She didn’t need to be nervous. As soon as West Side members received the email about the event, they started donating far beyond the $40 entry fee. 


“The total amount just kept growing and growing and our goal just kept increasing. Each time we set a new goal, we not only hit it but crushed it,” Perez Ochoa says. “At one point my friends and I had a group text going and each person was donating $1 more than the top donor. One of the guys in that group text was silent and didn’t respond for several days, so I thought he may make a grand gesture at the end to beat everyone else. Then I saw his donation for $5,000 come through and I was in absolute shock. He and his wife are some of the nicest people I have ever met, but I was genuinely in shock when I saw their donation.”


She was in even more shock the night the total amount they raised surpassed $20,000. Having dinner with a friend, Perez Ochoa says she started “jumping up and down, screaming in excitement...I genuinely got so excited after every donation. It doesn’t matter how much the person donated. They all meant a lot to me. Sure, those big $5,000 and $2,500 donations were fantastic, but it was beautiful seeing how our community came together to raise so much money.”


Ultimately, the Serves in Support event at West Side blew far past the initial $5,000 benchmark, raising an astounding $28,779 for ACS. Knowing his clientele, West Side CEO Mario DiPreta wasn’t surprised by the outcome. “I was delighted to hold Serves in Support for such a great cause—I felt the event would hit home with the membership of the Club,” he says. “I was not surprised we raised over $28,000. [Our members] always step up in a big way.”


Indeed, the ACS was thrilled with West Side’s efforts. “The American Cancer Society is honored to partner with USTA Eastern,” notes ACS Senior Manager of Community Development June Ingraham. “They offer exposure to a new audience in the tennis world and provide the ability to fundraise through collaboration with clubs, community tennis associations and at the college level. Our first tournament with the West Side Tennis Club was a stunning success thanks to an innovative and enthusiastic member who chaired the event. The bar has been set high, but we are confident our alliance [with Eastern] will yield strong results as we head into 2021 and beyond.”


The tournament itself, held over October 3-4, was divided into two events. One of the days was open to all levels and featured 16 mixed doubles teams facing off and switching partners after every match, so, as Perez Ochoa explains, “people met and got to know other members outside of their usual circle.” The other day featured some higher-level matches with 12 mixed teams competing; Perez Ochoa and her partner Andrew Pearlstein ended up making the final, but lost (in a very close tiebreaker) to West Side Board Member JP Evangelista and Christi Wagenaar.


“Winning a tournament will always bring a smile to my face, but the real winner of the day was ACS,” says Evangelista, whose own mother Christine passed away from a hard-fought battle with pancreatic cancer earlier this year. “In my spare time, I do a variety of cancer research fundraising through various music industry entities, so seeing this happen at my home tennis club was very special. Each member’s personal connection to cancer or shared empathy to what other members have experienced played a huge role in people’s generosity for this event.”


Overall, Perez Ochoa is thrilled to have been able to work with USTA Eastern and ACS to organizer the first-ever Serves in Support tournament.


“It was a really rewarding experience,” she says. “Right now with the political climate and the country feeling so divided, and the pandemic and quarantine, I feel like this event brought positivity and light into our community. We are already assuming we will have this event every year!”


Adds DiPreta: “The event was spectacular! [It was great to watch] our members utilizing all our courts available and cheering each other on. And it was great to see them having smiles on their faces and enjoying themselves for a wonderful cause during these uncertain times. We will hold another event [like this] in the future!”

━━━━━━━━━━━━━━━━━━━━

**Assignment 1**:
In the tennis fundraiser passage, copy the part that opens with "The tournament itself, held" and closes with "and Christi Wagenaar.", swapping "tiebreaker" for "third-set tiebreak".
**Assignment 2**:
Answer these questions from the tennis fundraiser passage:
(a) What was the entry fee for the event?
(b) How much did the Serves in Support event at West Side raise for ACS?
(c) How many mixed teams competed on the day with higher-level matches?

Dataset excerpts:
━━━━━━━━━━━━━━━━━━━━

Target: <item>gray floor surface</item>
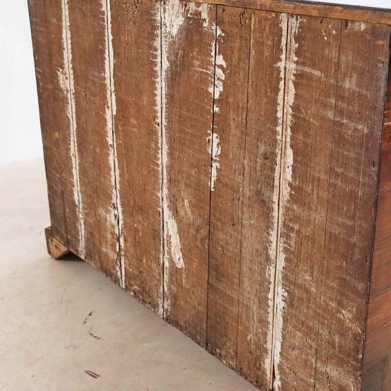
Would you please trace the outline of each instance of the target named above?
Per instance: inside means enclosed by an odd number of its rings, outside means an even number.
[[[46,252],[43,161],[0,167],[0,390],[255,391],[84,262]]]

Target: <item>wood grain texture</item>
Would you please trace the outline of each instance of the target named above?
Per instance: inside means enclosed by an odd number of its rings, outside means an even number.
[[[251,15],[243,9],[217,7],[207,343],[209,352],[233,368]]]
[[[110,4],[125,285],[161,315],[160,2]]]
[[[79,195],[66,26],[61,0],[29,2],[50,220],[54,236],[77,253]]]
[[[276,389],[309,389],[314,383],[341,23],[309,17],[289,19]]]
[[[361,385],[389,36],[388,26],[353,23],[345,23],[341,36],[318,342],[319,390]]]
[[[242,7],[274,12],[294,13],[356,22],[391,25],[391,11],[289,0],[204,0],[204,3]]]
[[[291,20],[276,389],[358,390],[389,30]]]
[[[216,7],[163,7],[164,317],[204,347]]]
[[[391,71],[384,111],[362,391],[391,388]]]
[[[251,13],[237,370],[271,379],[287,16]]]
[[[107,4],[68,1],[85,235],[81,257],[120,283]]]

━━━━━━━━━━━━━━━━━━━━

**Written response 1**:
The tournament itself, held over October 3-4, was divided into two events. One of the days was open to all levels and featured 16 mixed doubles teams facing off and switching partners after every match, so, as Perez Ochoa explains, “people met and got to know other members outside of their usual circle.” The other day featured some higher-level matches with 12 mixed teams competing; Perez Ochoa and her partner Andrew Pearlstein ended up making the final, but lost (in a very close third-set tiebreak) to West Side Board Member JP Evangelista and Christi Wagenaar.

**Written response 2**:
(a) $40
(b) $28,779
(c) 12